### Exercise brief
The first line of the entries below, the line containing "--target jacket cuff", and every line between them should be repeated exactly, and nothing else.

### Source records
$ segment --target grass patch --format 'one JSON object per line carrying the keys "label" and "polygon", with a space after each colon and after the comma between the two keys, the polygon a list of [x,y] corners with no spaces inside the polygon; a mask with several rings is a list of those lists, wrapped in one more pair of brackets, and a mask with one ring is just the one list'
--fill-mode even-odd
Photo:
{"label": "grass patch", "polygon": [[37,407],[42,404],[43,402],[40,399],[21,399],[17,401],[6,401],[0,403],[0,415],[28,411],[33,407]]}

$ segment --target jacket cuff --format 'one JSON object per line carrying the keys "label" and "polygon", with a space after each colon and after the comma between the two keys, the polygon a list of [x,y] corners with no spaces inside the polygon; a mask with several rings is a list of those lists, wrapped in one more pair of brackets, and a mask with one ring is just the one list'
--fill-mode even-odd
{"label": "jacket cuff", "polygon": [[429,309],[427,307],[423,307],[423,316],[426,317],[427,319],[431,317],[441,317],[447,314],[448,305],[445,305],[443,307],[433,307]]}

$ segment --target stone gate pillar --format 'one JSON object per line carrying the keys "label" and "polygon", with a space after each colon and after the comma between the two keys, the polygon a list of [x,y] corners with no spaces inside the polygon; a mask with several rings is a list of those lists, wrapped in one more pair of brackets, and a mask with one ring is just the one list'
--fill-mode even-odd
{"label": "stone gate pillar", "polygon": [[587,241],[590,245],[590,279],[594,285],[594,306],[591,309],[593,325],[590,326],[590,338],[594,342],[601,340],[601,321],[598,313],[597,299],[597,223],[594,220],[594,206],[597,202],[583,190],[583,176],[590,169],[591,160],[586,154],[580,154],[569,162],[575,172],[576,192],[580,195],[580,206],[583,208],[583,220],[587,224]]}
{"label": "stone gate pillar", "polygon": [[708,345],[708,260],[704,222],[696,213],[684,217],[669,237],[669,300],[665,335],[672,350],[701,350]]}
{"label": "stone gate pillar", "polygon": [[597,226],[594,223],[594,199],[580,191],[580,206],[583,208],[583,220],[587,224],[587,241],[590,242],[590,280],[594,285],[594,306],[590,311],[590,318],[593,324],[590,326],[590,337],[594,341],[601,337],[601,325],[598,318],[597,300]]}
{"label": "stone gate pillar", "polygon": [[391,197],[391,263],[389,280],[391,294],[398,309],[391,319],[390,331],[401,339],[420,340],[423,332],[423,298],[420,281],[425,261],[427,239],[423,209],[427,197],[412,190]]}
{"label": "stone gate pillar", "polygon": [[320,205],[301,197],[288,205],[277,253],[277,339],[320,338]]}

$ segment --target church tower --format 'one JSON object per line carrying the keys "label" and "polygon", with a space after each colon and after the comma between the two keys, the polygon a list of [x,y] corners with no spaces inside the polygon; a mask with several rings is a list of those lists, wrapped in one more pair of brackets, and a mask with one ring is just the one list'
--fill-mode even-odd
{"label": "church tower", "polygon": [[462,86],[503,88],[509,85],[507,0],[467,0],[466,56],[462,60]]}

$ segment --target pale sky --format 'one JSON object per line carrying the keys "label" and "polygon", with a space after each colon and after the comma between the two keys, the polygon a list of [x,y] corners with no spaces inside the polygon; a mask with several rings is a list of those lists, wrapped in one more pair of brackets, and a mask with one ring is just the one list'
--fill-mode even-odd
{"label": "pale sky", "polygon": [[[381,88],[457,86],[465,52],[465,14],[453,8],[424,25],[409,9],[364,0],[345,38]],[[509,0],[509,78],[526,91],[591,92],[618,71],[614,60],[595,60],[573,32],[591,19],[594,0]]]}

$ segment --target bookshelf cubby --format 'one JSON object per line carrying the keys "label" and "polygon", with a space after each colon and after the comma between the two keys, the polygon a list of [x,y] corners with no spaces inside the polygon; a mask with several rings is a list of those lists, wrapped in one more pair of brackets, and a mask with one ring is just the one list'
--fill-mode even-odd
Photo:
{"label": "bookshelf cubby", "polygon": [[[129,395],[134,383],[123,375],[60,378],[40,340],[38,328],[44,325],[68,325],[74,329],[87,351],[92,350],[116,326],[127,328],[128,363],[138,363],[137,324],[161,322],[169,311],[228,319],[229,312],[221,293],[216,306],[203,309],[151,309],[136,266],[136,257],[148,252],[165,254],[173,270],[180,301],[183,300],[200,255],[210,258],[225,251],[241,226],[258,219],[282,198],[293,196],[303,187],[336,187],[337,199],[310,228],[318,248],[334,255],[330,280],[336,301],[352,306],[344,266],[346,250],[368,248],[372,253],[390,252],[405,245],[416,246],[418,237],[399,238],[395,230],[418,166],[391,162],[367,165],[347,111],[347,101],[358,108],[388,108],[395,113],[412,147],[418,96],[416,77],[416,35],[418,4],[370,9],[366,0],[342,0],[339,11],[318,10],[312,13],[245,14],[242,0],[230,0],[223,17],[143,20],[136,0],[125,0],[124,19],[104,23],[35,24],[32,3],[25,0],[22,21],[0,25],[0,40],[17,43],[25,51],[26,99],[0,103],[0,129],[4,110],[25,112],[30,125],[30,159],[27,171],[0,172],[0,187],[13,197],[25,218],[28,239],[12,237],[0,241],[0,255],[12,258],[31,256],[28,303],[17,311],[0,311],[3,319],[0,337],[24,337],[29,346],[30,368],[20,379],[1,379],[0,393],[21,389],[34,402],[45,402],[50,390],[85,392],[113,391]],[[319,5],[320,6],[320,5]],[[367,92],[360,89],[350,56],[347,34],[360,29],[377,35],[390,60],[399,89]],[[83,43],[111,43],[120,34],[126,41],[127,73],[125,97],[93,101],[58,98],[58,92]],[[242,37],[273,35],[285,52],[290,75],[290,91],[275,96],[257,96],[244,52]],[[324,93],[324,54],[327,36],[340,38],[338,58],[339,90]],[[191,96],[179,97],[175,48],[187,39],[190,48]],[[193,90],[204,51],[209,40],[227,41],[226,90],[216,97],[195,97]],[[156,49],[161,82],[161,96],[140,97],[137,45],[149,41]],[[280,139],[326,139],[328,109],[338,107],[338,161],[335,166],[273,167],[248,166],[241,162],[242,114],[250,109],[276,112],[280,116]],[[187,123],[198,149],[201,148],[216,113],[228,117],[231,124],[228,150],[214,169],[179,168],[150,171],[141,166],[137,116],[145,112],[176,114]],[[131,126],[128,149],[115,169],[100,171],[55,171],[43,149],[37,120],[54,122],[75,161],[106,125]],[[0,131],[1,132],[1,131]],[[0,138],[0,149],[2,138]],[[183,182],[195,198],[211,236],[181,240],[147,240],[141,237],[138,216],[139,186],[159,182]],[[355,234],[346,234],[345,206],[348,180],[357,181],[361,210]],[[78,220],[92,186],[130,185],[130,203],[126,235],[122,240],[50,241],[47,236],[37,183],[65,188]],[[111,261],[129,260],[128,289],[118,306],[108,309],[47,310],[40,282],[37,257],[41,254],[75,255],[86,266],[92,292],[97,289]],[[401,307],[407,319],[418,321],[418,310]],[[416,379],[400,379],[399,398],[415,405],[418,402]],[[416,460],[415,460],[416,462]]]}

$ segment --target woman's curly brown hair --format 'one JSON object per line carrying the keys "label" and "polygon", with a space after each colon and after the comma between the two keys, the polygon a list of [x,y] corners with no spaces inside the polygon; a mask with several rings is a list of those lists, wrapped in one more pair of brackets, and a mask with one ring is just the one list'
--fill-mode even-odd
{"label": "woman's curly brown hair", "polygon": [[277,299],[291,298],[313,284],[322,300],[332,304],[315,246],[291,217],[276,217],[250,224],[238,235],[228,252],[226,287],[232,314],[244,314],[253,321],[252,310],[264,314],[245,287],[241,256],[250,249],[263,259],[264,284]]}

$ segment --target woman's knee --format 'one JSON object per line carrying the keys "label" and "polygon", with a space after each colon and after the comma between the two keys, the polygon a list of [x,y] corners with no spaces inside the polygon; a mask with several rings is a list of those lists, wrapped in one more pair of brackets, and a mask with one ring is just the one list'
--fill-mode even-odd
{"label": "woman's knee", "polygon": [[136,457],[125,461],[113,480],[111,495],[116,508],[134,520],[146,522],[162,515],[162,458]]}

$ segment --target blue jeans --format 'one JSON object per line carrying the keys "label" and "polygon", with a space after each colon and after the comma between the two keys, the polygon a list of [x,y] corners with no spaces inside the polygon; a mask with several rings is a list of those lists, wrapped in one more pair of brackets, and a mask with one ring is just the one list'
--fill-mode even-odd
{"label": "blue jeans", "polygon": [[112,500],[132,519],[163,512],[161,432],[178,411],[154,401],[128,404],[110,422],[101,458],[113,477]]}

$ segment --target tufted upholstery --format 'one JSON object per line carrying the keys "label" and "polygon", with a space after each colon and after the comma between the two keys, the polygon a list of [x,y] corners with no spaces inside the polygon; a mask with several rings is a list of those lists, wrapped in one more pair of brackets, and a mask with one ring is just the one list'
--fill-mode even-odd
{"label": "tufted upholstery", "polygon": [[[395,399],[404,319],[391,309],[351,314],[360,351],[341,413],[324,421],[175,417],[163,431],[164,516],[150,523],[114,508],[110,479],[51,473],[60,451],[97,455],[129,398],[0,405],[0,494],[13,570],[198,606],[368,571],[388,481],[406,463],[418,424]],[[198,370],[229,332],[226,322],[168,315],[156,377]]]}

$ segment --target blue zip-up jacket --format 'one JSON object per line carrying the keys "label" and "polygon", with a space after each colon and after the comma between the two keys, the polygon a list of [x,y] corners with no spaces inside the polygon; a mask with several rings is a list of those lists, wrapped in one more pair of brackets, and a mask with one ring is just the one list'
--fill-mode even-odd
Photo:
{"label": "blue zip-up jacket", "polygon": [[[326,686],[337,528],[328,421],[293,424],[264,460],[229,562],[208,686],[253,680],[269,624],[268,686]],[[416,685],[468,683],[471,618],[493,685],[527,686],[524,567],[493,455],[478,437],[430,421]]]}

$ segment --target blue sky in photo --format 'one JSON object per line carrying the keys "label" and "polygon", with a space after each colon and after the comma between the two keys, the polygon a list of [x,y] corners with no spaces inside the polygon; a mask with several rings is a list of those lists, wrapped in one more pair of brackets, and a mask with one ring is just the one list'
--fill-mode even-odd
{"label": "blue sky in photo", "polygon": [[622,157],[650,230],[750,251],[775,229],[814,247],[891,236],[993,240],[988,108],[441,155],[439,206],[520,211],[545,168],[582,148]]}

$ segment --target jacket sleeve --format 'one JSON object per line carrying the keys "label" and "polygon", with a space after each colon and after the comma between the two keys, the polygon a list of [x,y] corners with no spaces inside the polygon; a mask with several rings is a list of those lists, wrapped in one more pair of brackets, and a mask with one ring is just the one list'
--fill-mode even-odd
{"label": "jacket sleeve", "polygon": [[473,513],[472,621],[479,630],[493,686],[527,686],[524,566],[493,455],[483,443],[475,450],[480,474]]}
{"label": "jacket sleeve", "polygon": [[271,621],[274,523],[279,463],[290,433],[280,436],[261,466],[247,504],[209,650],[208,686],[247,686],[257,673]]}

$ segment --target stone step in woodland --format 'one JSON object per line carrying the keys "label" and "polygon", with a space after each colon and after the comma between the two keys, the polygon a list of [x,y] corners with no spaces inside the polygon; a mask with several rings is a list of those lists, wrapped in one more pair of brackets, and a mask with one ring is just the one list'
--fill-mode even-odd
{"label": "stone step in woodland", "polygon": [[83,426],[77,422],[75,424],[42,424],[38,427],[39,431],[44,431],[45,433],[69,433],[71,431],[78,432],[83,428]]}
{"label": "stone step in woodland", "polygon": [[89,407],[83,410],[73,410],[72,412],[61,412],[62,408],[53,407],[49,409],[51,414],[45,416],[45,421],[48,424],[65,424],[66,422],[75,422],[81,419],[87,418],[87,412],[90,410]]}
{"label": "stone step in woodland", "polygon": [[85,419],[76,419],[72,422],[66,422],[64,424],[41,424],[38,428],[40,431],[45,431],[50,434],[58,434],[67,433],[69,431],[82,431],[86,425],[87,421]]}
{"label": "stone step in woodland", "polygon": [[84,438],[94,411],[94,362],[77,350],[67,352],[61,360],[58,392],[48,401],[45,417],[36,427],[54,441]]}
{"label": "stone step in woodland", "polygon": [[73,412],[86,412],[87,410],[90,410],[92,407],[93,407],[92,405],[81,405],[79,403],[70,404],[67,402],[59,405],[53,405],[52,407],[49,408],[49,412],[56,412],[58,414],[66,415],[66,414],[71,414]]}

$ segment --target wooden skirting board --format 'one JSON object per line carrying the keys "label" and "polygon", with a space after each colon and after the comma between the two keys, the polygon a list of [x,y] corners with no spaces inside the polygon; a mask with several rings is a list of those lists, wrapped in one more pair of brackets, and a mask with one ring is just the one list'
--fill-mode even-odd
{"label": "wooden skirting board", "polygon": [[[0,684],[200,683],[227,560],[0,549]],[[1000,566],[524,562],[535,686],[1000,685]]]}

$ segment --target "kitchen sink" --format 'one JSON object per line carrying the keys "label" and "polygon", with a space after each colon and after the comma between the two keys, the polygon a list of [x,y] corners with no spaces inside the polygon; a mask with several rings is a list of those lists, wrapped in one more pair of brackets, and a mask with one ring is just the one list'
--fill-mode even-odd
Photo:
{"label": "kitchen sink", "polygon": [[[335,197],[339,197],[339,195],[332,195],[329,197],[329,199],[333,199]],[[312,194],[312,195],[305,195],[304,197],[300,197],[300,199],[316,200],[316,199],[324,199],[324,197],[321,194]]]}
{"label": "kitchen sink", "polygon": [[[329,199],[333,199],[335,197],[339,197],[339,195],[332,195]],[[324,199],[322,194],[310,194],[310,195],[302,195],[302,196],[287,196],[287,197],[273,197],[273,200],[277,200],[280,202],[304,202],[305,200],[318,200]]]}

### Written solution
$ segment --target grass patch --format 'one JSON object per line carrying the keys "label" and "polygon", with a space after each colon and after the comma between the two keys, the polygon a list of [x,y] corners with no spaces inside the polygon; a mask with several rings is a list of those lists, wrapped in one more pair of brackets, and a mask with one ring is just the one list'
--fill-mode even-odd
Photo:
{"label": "grass patch", "polygon": [[37,407],[42,404],[43,402],[40,399],[21,399],[17,401],[6,401],[0,403],[0,415],[28,411],[33,407]]}

$ segment --target jacket cuff --format 'one JSON object per line carrying the keys "label" and "polygon", with a space after each colon and after the comma between the two keys, the polygon a list of [x,y] corners with no spaces inside the polygon; a mask with several rings is a list of those lists, wrapped in one more pair of brackets, and a mask with one ring is just the one list'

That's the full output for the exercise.